_Texte à lire_
============

13 Une autre partie des agents de probation, quoique non satisfaits par les perspectives ouvertes par les évolutions du métier, refuse tout sentiment d’abattement et forme le camp des « opposants » aux réformes, dans le sens où, contrairement aux déçus, ils en proposent une remise en cause radicale. À la critique du manque de moyens, ils ajoutent la défense d’une conception résolument sociale du métier, tournée vers la réinsertion. En cela, ils s’opposent conjointement aux deux versants des reconfigurations actuelles en se référant aux racines historiques de la profession. La présentation du métier faite par la CGT correspond assez bien à l’idée partagée par ces opposants, syndiqués ou non, qui refusent aussi bien de faire office de pistons en matière de gestion des flux que de jouer les spécialistes en matière de gestion des risques : « La mission première des travailleurs sociaux de l’adminis­tration pénitentiaire reste d’assurer la réinsertion (au sens le plus large possible) des personnes suivies… Nous refusons de nous improviser criminologues, de devenir des pseudo-experts du risque de récidive ou de la dangerosité. Nous refusons de devenir la cheville ouvrière du désengorgement des prisons et nous demandons à ce que les moyens nous soient donnés pour faire des aménagements de peine un réel outil de réinsertion. Nous pensons qu’il faut réinvestir la question de la méthodologie en travail social et s’en approprier les outils  [21]. »

II.1. Battre en retraite

14 Les premiers à se sentir concernés par ce type de revendications sont souvent parmi les plus anciens dans le métier. Ils ont commencé à travailler à une époque où la question du caractère social du métier ne se posait pas, elle s’imposait. Ils défendent leur appartenance à la famille des travailleurs sociaux, qu’ils refusent de renier, et à laquelle leur formation initiale les rattache le plus souvent. Par un effet de générations, leur inadaptation aux instruments modernes et à l’usage de l’informatique leur sert souvent de justification pour privilégier le temps passé à mener des entretiens plutôt qu’à rédiger des rapports. Les plus anciens sont également les plus attachés à l’existence de permanences délocalisées, de plus en plus souvent remises en cause pour des questions budgétaires, qui permettent de recevoir les condamnés à proximité de chez eux, dans des locaux mis à leur disposition par des partenaires, plutôt qu’à l’antenne du service de probation (ce qui accroît, par la même occasion, l’autonomie des professionnels).

============

_Travail demandé_
Prolongez le texte sur les agents de probation à partir de l'endroit où il s'arrête. Les données n'entrent pas du tout en jeu ici.

_Données fournies_
============

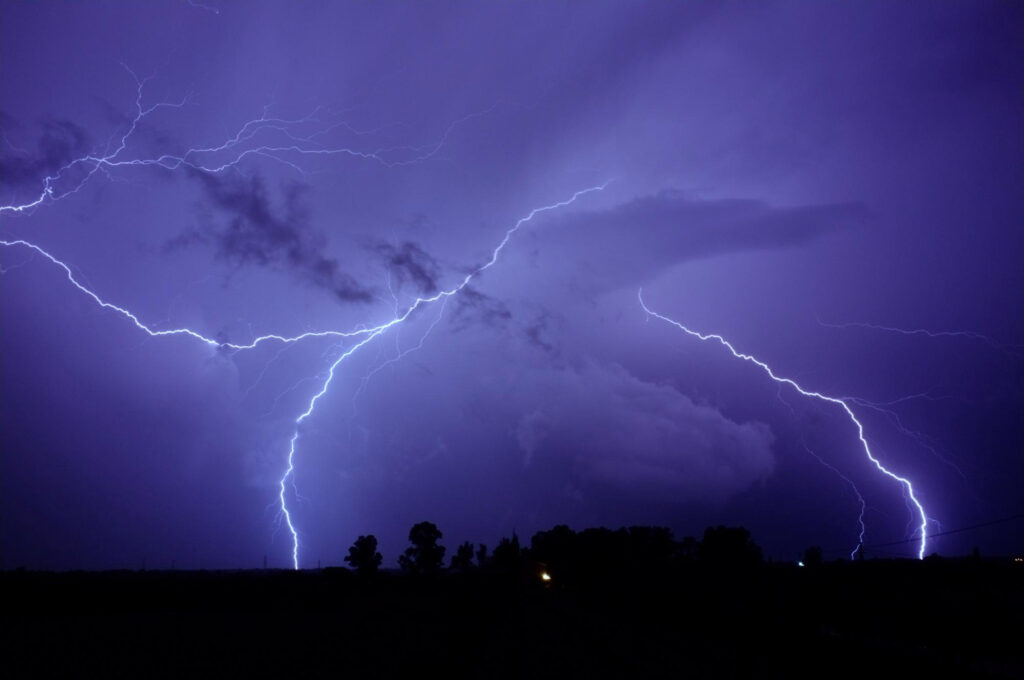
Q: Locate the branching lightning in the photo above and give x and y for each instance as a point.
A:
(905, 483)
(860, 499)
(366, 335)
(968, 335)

============

_Réponse attendue_
15 Avant cette récente vague de « modernisation », ces opposants ont vu d’autres réformes s’imposer depuis leurs débuts dans la profession : celle de 1999, qui a donné lieu à la création des SPIP, reste pour la majorité d’entre eux une déchirure, liée à une perte irrémédiable de proximité avec les magistrats et au début d’une formalisation administrative de plus en plus prégnante. Toutefois, s’ils ne se montrent pas résignés, la contestation qu’ils opposent aujourd’hui reste souvent de l’ordre du discours. Conscients de ne plus figurer parmi les forces vives de la profession, susceptibles d’infléchir le cours des évolutions à venir, ils se contentent le plus souvent de joindre leur voix au mouvement de protestation, avant de quitter l’institution en fin de carrière en atteignant l’âge de la retraite. Certes, l’exit ici n’est pas tant volontaire que réglementaire. Mais derrière l’obligation de battre littéralement en retraite, ceux dont il est question ici ne sont pas neutres pour autant et pèsent dans le mouvement d’opposition, ne serait-ce que par le poids de la tradition dont ils sont porteurs et la mémoire de l’institution dont ils se veulent les garants.

II.2. Faire front

16 Alors que le mouvement social de 2008 agrégeait de multiples sources de mécontentements, ce qui fait la spécificité du camp des opposants durant cette période, c’est le refus de toute forme d’atomisation ou de morcellement de la prise en charge, et l’affichage d’une identité de travailleur social, contre la circulaire de mars 2008 relative aux méthodes d’intervention des SPIP qui s’évertuait à gommer toute référence à cette dimension du métier. Cette tendance est notamment portée durant le mouvement social par les adhérents de la CGT, auxquels se joignent des agents non syndiqués partageant la même vision. C’est cet attachement au travail social qui explique qu’en juin 2008, au terme du mouvement, la CGT choisira finalement de se retirer des négociations plutôt que d’accepter le compromis proposé par l’administration pénitentiaire, qui consistait à leur faire quitter le champ de l’action sociale pour rejoindre la filière sécurité de la fonction publique en échange d’une revalorisation salariale.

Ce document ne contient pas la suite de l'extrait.